→ Written problem: In everything from the row containing "steel range, giving" down to the final row, swap "stainless steel range" for "gas stove". Return only those rows, with nothing else altered.
^^^^^^^^^^^^^^^^
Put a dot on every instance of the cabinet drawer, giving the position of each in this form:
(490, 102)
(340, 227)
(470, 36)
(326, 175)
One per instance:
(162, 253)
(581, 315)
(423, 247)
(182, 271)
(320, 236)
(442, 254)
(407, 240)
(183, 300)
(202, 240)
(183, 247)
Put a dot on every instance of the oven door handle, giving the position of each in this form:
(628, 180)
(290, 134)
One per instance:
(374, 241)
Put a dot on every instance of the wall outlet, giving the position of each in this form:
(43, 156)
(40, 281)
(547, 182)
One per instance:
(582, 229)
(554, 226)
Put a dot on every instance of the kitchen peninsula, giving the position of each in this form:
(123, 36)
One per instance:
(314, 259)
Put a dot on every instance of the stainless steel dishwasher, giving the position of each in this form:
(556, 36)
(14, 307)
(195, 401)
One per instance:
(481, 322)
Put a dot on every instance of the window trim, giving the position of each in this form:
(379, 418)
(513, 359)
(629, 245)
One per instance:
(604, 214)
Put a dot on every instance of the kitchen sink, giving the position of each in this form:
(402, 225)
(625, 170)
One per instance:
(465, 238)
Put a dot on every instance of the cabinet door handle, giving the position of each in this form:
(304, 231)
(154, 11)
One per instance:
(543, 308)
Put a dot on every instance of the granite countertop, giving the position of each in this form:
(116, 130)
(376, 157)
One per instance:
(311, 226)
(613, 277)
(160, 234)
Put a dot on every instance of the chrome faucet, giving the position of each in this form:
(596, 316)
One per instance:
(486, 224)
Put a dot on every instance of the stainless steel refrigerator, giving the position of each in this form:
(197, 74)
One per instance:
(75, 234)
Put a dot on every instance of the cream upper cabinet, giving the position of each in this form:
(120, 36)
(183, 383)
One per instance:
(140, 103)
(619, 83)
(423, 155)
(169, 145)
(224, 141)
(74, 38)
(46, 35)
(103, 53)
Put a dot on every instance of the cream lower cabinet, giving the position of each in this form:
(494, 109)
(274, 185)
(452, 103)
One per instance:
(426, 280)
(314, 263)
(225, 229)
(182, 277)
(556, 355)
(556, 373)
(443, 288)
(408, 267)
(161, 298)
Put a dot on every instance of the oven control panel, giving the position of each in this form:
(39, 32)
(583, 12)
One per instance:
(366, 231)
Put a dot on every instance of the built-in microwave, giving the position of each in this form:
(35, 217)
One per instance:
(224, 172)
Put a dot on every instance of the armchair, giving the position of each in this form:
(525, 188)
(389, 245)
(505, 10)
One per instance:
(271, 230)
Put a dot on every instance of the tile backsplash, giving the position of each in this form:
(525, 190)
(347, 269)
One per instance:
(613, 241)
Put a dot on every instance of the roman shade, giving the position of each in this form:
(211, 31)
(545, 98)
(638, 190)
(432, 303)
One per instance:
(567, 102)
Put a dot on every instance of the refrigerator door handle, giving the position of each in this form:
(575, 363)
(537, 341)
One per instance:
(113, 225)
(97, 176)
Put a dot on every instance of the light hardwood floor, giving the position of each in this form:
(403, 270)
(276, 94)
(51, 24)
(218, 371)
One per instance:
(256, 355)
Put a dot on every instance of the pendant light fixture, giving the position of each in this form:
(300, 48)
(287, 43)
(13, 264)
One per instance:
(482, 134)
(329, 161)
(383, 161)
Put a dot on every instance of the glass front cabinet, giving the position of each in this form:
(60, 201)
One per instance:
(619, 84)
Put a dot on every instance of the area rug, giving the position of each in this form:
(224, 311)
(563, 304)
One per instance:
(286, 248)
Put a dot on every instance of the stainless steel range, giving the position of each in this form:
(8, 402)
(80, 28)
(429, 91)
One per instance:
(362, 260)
^^^^^^^^^^^^^^^^
→ Expected answer:
Put a dot on every instance of the gas stove, giving the position of each in this form:
(8, 402)
(80, 28)
(429, 91)
One per instance:
(362, 260)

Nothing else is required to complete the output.